### Aim:
Reproduce verbatim the portion of the records that begins with the line containing "Should you be willing to segment every instance of the **blue" and continues through the line containing "611], [485, 598]]]", including both of those lines.

### Dataset records:
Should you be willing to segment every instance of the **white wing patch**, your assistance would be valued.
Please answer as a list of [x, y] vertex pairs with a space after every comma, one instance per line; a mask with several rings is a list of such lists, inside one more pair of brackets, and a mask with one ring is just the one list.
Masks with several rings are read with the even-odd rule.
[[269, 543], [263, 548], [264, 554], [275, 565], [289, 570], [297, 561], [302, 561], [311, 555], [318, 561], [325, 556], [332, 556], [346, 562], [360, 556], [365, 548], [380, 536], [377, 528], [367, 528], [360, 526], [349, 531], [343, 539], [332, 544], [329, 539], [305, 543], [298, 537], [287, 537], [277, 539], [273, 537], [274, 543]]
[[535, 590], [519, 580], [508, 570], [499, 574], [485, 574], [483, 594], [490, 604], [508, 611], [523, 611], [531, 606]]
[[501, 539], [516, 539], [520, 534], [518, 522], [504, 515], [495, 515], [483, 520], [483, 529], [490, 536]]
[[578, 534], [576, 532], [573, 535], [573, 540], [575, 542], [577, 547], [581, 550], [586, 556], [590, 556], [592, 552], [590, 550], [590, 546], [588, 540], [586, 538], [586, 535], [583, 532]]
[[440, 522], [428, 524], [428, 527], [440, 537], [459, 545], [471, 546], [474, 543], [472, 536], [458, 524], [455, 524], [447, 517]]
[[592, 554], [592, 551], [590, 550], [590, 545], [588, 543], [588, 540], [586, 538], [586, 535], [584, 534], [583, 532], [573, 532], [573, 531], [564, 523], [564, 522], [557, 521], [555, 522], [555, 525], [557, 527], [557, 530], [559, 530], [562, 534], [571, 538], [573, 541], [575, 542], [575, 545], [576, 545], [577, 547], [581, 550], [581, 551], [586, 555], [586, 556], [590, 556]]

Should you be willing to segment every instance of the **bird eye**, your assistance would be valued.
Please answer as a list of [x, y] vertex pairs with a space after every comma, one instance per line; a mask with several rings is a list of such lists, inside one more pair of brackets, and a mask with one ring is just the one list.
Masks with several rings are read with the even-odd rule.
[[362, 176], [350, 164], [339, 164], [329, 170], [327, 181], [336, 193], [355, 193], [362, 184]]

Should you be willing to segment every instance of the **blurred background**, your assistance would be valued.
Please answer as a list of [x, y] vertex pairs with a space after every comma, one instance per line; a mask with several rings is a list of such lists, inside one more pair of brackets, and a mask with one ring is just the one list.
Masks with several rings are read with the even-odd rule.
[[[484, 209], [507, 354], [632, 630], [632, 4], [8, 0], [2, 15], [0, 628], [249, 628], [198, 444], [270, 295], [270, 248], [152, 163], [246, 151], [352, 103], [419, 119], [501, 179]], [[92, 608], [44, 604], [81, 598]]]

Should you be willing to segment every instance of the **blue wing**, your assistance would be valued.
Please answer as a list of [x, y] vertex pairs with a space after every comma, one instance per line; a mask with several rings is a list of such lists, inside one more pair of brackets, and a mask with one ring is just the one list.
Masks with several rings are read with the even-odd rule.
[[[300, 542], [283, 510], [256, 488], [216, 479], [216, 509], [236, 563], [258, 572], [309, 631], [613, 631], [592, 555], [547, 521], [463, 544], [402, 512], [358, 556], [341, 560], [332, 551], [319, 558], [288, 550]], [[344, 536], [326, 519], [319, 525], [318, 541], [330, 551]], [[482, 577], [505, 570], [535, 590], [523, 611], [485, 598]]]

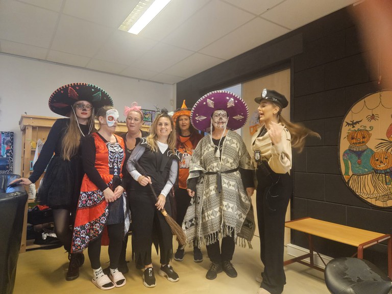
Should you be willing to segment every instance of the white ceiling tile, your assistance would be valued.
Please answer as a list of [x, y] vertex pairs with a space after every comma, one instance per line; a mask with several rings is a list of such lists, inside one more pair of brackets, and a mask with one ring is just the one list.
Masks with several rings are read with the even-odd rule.
[[117, 30], [94, 57], [131, 65], [156, 44], [156, 41], [151, 39]]
[[66, 0], [63, 12], [117, 29], [138, 2], [139, 0]]
[[265, 12], [272, 7], [279, 4], [283, 0], [223, 0], [249, 12], [259, 15]]
[[189, 50], [160, 43], [136, 61], [134, 65], [161, 72], [193, 54]]
[[224, 59], [195, 53], [175, 64], [165, 70], [163, 73], [177, 77], [189, 78], [224, 61]]
[[91, 59], [86, 66], [87, 68], [111, 72], [112, 74], [119, 74], [124, 70], [127, 66], [124, 64], [108, 62], [104, 60], [99, 59]]
[[[348, 5], [357, 0], [286, 0], [261, 14], [266, 19], [294, 30]], [[295, 17], [293, 13], [295, 12]]]
[[257, 17], [199, 52], [230, 59], [288, 32], [287, 29]]
[[154, 76], [156, 76], [158, 72], [157, 71], [147, 70], [143, 68], [138, 68], [133, 66], [129, 66], [120, 72], [120, 75], [141, 80], [150, 80]]
[[5, 53], [36, 58], [37, 59], [45, 59], [47, 53], [47, 49], [46, 48], [15, 43], [5, 40], [0, 40], [0, 48], [1, 48], [2, 52]]
[[[174, 84], [181, 82], [183, 80], [184, 80], [184, 78], [176, 77], [175, 76], [171, 76], [165, 74], [158, 74], [151, 79], [151, 80], [155, 82], [163, 83], [164, 84], [169, 84], [170, 85], [173, 85]], [[158, 107], [162, 107], [162, 106], [160, 106], [159, 104], [157, 106]]]
[[60, 11], [61, 9], [61, 4], [63, 0], [18, 0], [21, 2], [24, 2], [34, 5], [39, 6], [42, 8], [54, 10], [55, 11]]
[[50, 51], [46, 58], [46, 60], [49, 61], [81, 67], [84, 67], [90, 59], [90, 57], [65, 53], [55, 50]]
[[163, 41], [198, 51], [254, 17], [232, 5], [213, 0]]
[[139, 33], [160, 40], [210, 0], [172, 0], [161, 12]]
[[63, 15], [51, 49], [92, 57], [114, 29]]
[[0, 39], [47, 47], [58, 14], [16, 1], [0, 2]]

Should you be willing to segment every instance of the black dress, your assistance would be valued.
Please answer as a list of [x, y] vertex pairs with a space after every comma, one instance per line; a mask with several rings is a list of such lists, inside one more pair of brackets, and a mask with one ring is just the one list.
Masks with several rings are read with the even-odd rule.
[[[84, 175], [79, 153], [70, 161], [61, 158], [63, 138], [69, 123], [69, 118], [60, 118], [55, 122], [34, 164], [34, 172], [29, 178], [35, 183], [47, 166], [37, 192], [37, 199], [41, 204], [54, 209], [76, 209]], [[88, 134], [88, 126], [79, 124], [79, 127], [85, 135]]]

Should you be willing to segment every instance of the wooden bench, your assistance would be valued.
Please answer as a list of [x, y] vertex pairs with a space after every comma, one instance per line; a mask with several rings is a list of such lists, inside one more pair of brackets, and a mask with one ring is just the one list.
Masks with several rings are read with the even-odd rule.
[[[389, 234], [381, 234], [352, 227], [338, 225], [333, 223], [305, 217], [286, 222], [285, 226], [292, 230], [303, 232], [308, 235], [309, 253], [295, 257], [284, 262], [287, 265], [293, 262], [299, 262], [321, 271], [324, 270], [315, 265], [313, 261], [313, 246], [312, 236], [321, 237], [344, 244], [355, 246], [358, 248], [356, 253], [358, 258], [363, 258], [363, 249], [373, 246], [382, 241], [388, 241], [388, 276], [392, 278], [392, 239]], [[317, 252], [316, 253], [324, 262]], [[354, 254], [355, 255], [355, 254]], [[303, 260], [309, 258], [310, 263]], [[324, 264], [325, 263], [324, 262]]]

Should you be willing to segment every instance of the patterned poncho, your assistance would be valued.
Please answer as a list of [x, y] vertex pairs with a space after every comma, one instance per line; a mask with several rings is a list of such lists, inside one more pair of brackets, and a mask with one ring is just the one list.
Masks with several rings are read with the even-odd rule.
[[[239, 170], [225, 173], [238, 167], [251, 169], [251, 157], [241, 136], [232, 131], [226, 136], [220, 159], [215, 156], [215, 150], [210, 135], [207, 135], [199, 142], [192, 155], [188, 179], [199, 179], [183, 229], [188, 240], [196, 238], [199, 244], [204, 242], [209, 245], [234, 234], [235, 240], [240, 238], [243, 246], [246, 240], [251, 247], [255, 222], [251, 201]], [[217, 172], [222, 173], [220, 193]]]

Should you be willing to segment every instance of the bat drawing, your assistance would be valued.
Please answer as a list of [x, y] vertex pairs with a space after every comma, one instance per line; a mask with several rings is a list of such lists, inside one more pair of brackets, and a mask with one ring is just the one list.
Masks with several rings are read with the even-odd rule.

### Solution:
Should you be willing to segment every instance of the **blue wing**, your assistance would be valued.
Please answer as a list of [x, y] vertex pairs with a space after every comma, one instance per line; a mask with several rings is a list of such lists, inside one more pair of brackets, and a mask with one ring is just the one list.
Masks with several rings are read with the even-odd rule.
[[[300, 542], [283, 510], [256, 488], [216, 479], [216, 509], [236, 563], [258, 572], [309, 631], [613, 631], [592, 555], [547, 521], [463, 544], [402, 512], [358, 556], [341, 560], [332, 551], [319, 558], [288, 550]], [[344, 536], [326, 519], [319, 525], [318, 541], [330, 551]], [[482, 577], [505, 570], [535, 590], [523, 611], [485, 598]]]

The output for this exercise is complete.